*EXERCISE TASK*
Convert the part of the entries that opens with the line containing "Could you point to the helmet" and closes with the line containing "column 284, row 422", both included, into a JSON list of strings, one string per line, leaving out blank lines.

# START OF TASK INPUT

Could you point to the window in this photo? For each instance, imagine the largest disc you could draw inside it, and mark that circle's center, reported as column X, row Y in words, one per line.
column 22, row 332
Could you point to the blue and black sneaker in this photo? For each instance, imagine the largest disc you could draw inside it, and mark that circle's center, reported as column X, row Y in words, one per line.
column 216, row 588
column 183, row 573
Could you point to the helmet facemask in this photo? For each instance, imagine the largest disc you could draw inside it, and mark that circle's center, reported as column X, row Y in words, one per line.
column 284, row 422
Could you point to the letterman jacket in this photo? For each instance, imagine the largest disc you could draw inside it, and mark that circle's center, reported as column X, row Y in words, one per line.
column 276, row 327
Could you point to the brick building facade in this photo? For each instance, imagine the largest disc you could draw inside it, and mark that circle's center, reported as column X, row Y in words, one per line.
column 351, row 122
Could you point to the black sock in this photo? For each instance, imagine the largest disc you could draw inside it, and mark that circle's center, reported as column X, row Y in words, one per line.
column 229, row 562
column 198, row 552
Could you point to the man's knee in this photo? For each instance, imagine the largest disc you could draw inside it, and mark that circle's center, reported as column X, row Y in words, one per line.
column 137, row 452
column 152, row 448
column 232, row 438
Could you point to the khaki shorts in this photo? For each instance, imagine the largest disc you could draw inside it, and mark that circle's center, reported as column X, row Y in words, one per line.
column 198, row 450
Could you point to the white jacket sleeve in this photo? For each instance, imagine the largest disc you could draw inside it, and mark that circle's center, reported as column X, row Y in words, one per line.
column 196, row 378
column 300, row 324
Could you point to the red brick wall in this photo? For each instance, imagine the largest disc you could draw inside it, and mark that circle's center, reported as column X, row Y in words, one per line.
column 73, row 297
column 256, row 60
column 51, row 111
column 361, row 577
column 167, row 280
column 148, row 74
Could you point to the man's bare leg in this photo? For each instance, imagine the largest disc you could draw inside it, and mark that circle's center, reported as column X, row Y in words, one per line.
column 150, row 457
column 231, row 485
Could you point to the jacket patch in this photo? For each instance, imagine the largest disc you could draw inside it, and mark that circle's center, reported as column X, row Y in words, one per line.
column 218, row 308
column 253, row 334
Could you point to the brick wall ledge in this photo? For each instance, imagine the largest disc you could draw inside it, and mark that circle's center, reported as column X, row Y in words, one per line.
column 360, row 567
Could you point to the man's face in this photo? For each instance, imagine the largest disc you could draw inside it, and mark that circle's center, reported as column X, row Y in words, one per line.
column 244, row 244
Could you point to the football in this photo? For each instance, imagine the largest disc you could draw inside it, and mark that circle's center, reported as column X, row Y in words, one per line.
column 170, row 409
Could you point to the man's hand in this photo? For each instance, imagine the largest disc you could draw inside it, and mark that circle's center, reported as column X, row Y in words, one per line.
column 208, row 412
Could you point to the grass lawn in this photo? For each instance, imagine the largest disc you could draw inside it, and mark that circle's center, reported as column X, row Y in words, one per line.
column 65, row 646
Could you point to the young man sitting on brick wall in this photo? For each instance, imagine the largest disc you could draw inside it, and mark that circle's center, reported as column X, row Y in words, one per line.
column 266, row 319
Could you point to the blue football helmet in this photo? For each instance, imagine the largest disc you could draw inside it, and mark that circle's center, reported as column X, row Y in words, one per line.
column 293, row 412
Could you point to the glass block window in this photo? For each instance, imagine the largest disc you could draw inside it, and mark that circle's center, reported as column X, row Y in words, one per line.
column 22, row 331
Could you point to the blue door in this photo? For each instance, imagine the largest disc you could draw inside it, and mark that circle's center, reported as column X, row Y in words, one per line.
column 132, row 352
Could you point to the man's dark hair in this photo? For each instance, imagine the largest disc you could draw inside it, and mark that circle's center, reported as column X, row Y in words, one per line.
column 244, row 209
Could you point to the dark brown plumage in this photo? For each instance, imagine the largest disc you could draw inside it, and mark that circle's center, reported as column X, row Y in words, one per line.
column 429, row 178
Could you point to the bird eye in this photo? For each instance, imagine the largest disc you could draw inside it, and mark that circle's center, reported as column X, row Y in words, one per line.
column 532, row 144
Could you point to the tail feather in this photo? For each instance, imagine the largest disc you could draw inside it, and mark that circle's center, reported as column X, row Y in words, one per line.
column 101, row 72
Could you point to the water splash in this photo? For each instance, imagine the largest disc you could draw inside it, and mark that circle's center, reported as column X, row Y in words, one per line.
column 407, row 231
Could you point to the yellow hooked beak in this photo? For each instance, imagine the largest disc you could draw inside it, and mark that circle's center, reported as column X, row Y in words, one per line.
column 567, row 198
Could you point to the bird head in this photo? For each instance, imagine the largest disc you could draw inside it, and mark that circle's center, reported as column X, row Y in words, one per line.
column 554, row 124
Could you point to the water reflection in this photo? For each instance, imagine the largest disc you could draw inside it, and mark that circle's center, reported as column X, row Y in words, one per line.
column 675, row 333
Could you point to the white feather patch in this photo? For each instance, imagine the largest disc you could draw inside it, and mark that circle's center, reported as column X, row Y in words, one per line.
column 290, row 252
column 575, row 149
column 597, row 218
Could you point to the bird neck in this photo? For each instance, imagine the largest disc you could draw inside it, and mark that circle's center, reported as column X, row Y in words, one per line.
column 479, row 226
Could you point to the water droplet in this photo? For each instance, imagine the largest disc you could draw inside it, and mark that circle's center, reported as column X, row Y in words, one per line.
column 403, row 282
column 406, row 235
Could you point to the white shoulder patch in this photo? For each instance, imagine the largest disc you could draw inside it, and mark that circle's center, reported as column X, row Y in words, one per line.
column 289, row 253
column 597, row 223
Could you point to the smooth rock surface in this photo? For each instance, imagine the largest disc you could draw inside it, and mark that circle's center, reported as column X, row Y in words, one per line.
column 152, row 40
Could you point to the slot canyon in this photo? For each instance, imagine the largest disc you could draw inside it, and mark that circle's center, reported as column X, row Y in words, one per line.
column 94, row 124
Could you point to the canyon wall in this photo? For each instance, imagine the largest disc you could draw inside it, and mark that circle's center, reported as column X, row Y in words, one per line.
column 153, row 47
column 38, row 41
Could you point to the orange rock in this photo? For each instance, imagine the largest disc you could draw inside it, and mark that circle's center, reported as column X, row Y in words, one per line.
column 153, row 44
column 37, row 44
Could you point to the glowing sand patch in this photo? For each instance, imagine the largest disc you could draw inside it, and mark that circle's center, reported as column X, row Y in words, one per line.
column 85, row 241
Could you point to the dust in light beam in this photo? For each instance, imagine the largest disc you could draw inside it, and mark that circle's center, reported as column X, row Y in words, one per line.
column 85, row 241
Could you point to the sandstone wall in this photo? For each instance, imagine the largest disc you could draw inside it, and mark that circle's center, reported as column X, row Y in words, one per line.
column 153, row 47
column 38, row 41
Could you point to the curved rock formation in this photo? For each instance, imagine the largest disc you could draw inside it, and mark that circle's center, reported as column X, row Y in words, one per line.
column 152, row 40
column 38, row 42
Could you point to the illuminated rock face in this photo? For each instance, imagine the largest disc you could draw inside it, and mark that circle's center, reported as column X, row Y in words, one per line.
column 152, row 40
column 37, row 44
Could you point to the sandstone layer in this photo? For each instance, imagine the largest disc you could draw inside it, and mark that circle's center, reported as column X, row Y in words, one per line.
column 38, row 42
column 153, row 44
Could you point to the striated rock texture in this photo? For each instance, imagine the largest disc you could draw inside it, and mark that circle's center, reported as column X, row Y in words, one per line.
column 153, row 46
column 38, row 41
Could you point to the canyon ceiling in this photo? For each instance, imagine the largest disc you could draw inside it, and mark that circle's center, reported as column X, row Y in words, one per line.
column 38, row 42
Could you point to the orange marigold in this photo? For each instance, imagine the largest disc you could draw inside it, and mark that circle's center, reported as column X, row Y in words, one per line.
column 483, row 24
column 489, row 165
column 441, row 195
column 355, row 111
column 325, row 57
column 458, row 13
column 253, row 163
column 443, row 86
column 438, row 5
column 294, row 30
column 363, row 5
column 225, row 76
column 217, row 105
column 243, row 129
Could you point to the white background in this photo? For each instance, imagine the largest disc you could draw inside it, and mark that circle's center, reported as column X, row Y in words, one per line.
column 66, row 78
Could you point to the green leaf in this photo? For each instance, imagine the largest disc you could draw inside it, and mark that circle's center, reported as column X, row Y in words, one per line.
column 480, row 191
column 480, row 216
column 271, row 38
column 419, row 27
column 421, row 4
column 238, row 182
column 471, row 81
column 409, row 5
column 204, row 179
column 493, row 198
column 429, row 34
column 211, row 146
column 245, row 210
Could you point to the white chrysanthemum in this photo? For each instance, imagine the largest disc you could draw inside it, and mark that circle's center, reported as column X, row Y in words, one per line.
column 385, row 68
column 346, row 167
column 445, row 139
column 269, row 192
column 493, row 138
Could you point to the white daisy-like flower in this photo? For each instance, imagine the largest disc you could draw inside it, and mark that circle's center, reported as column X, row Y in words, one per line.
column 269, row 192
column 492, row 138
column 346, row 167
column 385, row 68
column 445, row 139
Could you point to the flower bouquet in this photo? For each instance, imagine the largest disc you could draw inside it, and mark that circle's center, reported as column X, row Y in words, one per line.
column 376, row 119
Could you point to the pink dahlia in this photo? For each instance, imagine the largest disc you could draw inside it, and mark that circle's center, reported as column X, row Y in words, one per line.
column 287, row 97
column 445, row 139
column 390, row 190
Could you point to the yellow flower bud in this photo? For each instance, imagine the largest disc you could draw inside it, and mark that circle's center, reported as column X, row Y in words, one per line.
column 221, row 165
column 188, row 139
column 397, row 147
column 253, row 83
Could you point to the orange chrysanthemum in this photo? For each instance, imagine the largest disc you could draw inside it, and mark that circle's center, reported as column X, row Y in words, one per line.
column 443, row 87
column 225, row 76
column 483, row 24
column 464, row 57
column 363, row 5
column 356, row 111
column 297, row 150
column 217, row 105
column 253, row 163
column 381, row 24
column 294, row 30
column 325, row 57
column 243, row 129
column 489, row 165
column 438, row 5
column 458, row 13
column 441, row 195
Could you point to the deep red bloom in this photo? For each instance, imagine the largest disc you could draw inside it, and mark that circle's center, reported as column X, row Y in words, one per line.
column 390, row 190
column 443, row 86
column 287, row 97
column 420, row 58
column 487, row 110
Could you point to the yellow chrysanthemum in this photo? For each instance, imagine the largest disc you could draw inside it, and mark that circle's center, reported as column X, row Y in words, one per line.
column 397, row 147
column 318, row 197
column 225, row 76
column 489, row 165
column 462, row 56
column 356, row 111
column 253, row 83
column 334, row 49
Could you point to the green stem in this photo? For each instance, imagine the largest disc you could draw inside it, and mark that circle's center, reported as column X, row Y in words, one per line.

# END OF TASK INPUT

*ANSWER TO THE TASK*
[
  "Could you point to the helmet facemask in this photo? For each instance, imagine the largest disc you could draw inside it, and mark that circle's center, reported as column X, row Y in words, one per line.",
  "column 284, row 422"
]